From the line containing "Check that each instance of the rocky" onward to the last line of the data below, copy each line exactly and add nothing.
-------- Supplied entries --------
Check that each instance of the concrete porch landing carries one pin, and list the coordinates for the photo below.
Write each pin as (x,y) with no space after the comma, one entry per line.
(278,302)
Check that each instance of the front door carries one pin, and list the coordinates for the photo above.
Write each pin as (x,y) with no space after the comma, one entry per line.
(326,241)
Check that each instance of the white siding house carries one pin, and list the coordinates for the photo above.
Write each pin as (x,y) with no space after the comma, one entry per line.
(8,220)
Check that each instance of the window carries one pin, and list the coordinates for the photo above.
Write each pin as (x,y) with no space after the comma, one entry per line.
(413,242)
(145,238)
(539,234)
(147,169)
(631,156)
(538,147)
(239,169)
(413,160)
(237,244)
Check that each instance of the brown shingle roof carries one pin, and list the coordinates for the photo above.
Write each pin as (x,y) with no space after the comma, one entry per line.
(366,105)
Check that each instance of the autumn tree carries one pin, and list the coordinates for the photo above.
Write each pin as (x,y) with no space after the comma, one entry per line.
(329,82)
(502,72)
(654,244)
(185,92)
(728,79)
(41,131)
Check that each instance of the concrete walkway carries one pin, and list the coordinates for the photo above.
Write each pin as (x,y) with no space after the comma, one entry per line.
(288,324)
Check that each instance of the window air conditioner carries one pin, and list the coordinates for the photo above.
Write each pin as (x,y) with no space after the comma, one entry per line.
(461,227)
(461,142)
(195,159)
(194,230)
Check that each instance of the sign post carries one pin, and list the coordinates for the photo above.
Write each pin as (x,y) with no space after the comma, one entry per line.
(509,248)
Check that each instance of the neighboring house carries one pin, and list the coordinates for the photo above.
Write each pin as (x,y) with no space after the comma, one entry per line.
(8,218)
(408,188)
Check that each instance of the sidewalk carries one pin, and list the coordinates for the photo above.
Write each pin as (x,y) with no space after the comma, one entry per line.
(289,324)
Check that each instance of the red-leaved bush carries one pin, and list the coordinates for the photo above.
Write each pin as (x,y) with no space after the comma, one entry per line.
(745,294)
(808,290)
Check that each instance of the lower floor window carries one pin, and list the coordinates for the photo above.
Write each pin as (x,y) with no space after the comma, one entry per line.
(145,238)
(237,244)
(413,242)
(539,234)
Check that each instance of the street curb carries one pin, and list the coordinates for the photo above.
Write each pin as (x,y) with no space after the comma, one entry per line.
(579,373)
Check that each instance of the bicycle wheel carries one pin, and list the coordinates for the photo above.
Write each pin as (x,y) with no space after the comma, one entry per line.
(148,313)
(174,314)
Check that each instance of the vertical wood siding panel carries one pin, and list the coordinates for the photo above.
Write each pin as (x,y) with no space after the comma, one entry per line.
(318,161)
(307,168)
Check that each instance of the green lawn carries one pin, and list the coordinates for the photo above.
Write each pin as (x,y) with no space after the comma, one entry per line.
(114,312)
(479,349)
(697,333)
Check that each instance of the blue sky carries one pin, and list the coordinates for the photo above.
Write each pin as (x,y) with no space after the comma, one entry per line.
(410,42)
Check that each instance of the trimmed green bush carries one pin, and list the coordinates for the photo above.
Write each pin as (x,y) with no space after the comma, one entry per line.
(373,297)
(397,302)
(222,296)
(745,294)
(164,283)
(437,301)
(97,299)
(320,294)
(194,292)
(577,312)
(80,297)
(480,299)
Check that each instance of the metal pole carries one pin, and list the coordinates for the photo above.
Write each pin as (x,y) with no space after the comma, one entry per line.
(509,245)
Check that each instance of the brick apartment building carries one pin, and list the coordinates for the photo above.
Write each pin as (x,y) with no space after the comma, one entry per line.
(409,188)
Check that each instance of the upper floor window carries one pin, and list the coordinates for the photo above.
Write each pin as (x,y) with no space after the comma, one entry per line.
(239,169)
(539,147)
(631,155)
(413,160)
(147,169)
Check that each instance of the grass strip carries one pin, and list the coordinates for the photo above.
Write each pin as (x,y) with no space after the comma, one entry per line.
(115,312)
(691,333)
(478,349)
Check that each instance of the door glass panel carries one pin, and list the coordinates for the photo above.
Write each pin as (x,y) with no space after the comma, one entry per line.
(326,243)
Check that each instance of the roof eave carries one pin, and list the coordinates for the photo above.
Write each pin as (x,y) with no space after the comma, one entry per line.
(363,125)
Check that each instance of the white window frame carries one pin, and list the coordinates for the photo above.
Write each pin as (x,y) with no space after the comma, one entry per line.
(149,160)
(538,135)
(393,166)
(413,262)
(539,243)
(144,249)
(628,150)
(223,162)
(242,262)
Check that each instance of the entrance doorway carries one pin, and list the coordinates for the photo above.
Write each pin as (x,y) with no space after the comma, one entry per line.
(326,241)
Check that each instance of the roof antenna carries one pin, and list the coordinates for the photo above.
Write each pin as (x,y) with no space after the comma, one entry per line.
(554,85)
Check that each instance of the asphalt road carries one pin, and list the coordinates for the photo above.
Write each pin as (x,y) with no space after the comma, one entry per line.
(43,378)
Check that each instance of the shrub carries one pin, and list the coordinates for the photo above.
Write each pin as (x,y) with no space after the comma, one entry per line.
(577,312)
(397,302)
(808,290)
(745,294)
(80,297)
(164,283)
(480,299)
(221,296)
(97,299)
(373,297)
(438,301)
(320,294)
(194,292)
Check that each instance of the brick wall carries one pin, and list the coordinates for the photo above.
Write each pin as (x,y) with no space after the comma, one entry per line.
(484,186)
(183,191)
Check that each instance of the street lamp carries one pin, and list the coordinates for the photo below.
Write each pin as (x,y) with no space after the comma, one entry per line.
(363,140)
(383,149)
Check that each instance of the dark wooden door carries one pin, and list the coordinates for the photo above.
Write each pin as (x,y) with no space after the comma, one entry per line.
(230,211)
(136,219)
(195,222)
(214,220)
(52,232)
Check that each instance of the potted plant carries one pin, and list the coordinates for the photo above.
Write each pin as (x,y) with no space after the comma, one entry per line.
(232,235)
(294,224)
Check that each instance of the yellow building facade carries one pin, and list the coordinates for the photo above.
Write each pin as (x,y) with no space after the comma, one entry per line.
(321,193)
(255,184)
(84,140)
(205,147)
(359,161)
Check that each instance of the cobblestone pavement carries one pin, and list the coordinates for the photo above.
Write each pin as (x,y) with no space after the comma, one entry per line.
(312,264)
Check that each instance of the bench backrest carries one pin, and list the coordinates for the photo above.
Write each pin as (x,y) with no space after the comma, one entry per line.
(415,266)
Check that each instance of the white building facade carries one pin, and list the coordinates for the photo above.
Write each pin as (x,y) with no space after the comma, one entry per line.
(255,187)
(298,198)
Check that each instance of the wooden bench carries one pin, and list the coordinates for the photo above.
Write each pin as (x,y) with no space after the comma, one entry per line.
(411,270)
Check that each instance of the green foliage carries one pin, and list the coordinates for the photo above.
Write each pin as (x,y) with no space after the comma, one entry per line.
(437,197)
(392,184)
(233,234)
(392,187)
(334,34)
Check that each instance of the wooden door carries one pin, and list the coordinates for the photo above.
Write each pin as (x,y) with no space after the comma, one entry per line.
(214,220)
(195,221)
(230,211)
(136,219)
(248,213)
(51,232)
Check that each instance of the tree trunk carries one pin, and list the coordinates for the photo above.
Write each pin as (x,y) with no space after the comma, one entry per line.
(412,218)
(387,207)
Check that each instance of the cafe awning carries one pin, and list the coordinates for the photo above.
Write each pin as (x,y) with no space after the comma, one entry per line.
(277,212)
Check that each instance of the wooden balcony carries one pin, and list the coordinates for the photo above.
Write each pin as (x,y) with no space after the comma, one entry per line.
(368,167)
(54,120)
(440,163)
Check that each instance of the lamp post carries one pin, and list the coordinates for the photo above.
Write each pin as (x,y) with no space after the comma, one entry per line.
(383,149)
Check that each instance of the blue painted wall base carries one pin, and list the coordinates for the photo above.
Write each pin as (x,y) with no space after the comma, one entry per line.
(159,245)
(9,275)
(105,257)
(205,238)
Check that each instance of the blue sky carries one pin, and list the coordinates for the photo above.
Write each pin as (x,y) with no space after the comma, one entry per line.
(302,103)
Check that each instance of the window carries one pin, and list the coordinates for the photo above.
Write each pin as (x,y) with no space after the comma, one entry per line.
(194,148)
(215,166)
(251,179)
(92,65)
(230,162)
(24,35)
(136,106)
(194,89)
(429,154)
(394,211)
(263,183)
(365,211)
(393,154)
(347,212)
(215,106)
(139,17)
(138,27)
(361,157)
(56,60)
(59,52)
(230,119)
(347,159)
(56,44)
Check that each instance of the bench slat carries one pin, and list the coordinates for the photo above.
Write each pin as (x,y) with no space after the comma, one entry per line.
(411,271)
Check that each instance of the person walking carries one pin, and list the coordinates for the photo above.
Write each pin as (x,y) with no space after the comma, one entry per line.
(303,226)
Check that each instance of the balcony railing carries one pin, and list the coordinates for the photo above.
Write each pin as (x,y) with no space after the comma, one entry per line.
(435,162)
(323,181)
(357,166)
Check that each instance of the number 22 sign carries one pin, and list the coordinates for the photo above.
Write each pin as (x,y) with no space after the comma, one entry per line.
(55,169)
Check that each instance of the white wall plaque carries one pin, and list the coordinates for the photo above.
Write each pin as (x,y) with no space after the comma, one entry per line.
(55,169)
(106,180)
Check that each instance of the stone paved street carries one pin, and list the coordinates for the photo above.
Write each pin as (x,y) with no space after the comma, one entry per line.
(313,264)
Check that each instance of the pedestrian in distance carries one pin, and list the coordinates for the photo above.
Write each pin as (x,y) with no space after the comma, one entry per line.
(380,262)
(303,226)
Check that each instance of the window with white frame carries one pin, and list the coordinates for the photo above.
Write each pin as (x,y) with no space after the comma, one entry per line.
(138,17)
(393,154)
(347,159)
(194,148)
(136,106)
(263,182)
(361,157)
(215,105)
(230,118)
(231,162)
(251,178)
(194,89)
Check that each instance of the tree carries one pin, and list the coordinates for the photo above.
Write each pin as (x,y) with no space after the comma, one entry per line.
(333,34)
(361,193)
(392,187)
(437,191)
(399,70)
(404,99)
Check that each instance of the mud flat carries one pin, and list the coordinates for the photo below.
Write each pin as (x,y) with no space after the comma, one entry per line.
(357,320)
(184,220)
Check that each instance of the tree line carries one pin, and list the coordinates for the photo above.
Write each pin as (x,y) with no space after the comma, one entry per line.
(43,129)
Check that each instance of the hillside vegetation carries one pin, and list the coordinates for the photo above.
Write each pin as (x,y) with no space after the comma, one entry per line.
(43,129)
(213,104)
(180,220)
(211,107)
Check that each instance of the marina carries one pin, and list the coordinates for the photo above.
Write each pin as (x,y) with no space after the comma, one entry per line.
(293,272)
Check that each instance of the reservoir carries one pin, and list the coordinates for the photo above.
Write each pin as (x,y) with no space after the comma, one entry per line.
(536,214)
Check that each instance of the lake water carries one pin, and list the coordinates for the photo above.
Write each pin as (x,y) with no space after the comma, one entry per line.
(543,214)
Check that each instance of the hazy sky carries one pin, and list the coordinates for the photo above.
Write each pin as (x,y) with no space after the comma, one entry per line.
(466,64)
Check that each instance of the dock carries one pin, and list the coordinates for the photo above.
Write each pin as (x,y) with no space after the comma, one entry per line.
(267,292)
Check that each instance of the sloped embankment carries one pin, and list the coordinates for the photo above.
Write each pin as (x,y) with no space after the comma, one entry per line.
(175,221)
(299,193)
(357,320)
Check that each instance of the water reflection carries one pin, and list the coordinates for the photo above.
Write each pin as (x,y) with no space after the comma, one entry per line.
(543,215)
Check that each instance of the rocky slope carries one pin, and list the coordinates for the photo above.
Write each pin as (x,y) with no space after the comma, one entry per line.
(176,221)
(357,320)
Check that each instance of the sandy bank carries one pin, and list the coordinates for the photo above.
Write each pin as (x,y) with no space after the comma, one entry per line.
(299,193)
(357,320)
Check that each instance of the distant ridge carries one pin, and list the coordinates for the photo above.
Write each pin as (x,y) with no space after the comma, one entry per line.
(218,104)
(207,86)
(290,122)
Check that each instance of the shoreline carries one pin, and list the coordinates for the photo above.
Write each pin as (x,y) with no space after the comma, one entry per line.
--------
• Exercise response:
Check that each instance of the rocky slope carries one pin, and list the coordinates for the photo above.
Write each pin as (x,y) with no space after the comma, one entry per line.
(176,221)
(357,320)
Check that each instance of the sandy bank carries one pin, and list the coordinates for the photo above.
Write each pin as (x,y) with no space after the comma, one entry per line.
(299,193)
(357,320)
Check that each instance of the distant ridge carries one pin, and list the coordinates for the photo above.
Write each pin as (x,y) with no space after the comma, one entry per line.
(218,104)
(207,86)
(290,122)
Check that each instance of the shoreline carries one pin, and list the coordinates for the photo above.
Write each pin as (x,y) with no space after the comma, one entry per line.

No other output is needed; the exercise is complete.